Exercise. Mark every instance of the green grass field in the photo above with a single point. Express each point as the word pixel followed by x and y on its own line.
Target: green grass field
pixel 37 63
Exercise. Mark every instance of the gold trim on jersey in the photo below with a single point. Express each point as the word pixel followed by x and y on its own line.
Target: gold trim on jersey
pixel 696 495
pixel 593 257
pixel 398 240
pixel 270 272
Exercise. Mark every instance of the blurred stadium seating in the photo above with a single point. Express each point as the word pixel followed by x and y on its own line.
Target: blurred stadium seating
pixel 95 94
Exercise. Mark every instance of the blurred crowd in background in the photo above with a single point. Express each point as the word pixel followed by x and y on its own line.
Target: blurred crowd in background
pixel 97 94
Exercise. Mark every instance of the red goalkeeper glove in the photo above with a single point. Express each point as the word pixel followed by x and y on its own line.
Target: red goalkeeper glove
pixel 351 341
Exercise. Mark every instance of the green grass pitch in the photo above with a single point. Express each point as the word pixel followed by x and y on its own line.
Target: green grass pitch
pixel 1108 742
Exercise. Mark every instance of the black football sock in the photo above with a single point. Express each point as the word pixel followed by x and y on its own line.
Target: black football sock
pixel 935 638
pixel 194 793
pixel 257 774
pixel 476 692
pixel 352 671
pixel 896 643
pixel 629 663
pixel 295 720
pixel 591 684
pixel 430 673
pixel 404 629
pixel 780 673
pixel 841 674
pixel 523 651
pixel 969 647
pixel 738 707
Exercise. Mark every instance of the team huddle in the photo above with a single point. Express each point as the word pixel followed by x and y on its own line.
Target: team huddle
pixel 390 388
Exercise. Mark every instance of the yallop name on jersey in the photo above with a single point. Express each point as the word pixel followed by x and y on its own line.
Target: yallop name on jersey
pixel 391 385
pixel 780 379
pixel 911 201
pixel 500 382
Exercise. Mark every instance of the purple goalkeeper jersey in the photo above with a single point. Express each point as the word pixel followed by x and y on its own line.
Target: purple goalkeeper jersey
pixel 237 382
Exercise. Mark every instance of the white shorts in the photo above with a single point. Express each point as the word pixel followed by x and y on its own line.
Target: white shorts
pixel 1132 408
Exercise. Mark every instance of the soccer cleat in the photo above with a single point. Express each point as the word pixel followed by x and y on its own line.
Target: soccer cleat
--------------------------------
**What you have to do:**
Using the listing above, print every entry verbatim.

**Output:**
Exercise. Mark every instance of the green grass field in the photo above with a single point. Express each point as the word pixel followed by x and y on its own line.
Target: green grass field
pixel 37 63
Exercise. Mark every instance of the gold trim on jersey in the photo below with a single point. Express each point as the word pixel followed by x and y on its own line.
Target: gold trim on jersey
pixel 696 495
pixel 593 257
pixel 398 240
pixel 270 272
Exercise. Mark every instance of the blurred stadium seating in the photo above with a single point. Express each point as the word pixel followed by x and y on its own line.
Target: blurred stadium seating
pixel 95 94
Exercise. Mark every instance of the blurred crowd in background in the photo above with a single point. Express each point as the word pixel followed by x and y on its own line.
Target: blurred crowd in background
pixel 97 94
Exercise. Mark every instance of the red goalkeeper glove in the photo above with a single point. Express each point as the word pixel followed by x and y on its own line.
Target: red goalkeeper glove
pixel 351 341
Exercise. Mark every instance of the green grass pitch in the photo above with a single point. Express each point as the word pixel followed by x and y on its own line.
Target: green grass pitch
pixel 1108 742
Exercise. Mark every instance of the black football sock in the photo above with a single point. Express each point as the word pixel followed by x and y on its own line.
Target: black football sock
pixel 935 638
pixel 194 793
pixel 257 774
pixel 476 692
pixel 352 671
pixel 896 643
pixel 629 663
pixel 295 720
pixel 591 684
pixel 430 673
pixel 404 629
pixel 780 673
pixel 841 674
pixel 523 651
pixel 969 647
pixel 738 707
Exercise. Mark every instance of the team huddle in the photo above with a single point. Express each point as the word pixel followed by x and y on its own line.
Target: team huddle
pixel 390 388
Exercise. Mark every instance of the yallop name on jersey in the photo above with a single point. Express each point as the word pixel followed by x and y on its own line.
Target: yallop name on jersey
pixel 391 385
pixel 780 379
pixel 911 201
pixel 500 382
Exercise. Mark every instance of the purple goalkeeper jersey in the photo above with a single point. Express each point as the word pixel followed by x and y on its own line.
Target: purple goalkeeper jersey
pixel 237 382
Exercise. Mark every instance of the white shorts in the photo above with a single point. Express each point as the word pixel followed by x and y on its own line.
Target: white shorts
pixel 1132 408
Exercise. Mark every instance of the soccer cleat in the photo above with a single point. Express each point as the word pixel followed by x and y on its own line.
Target: soccer cleat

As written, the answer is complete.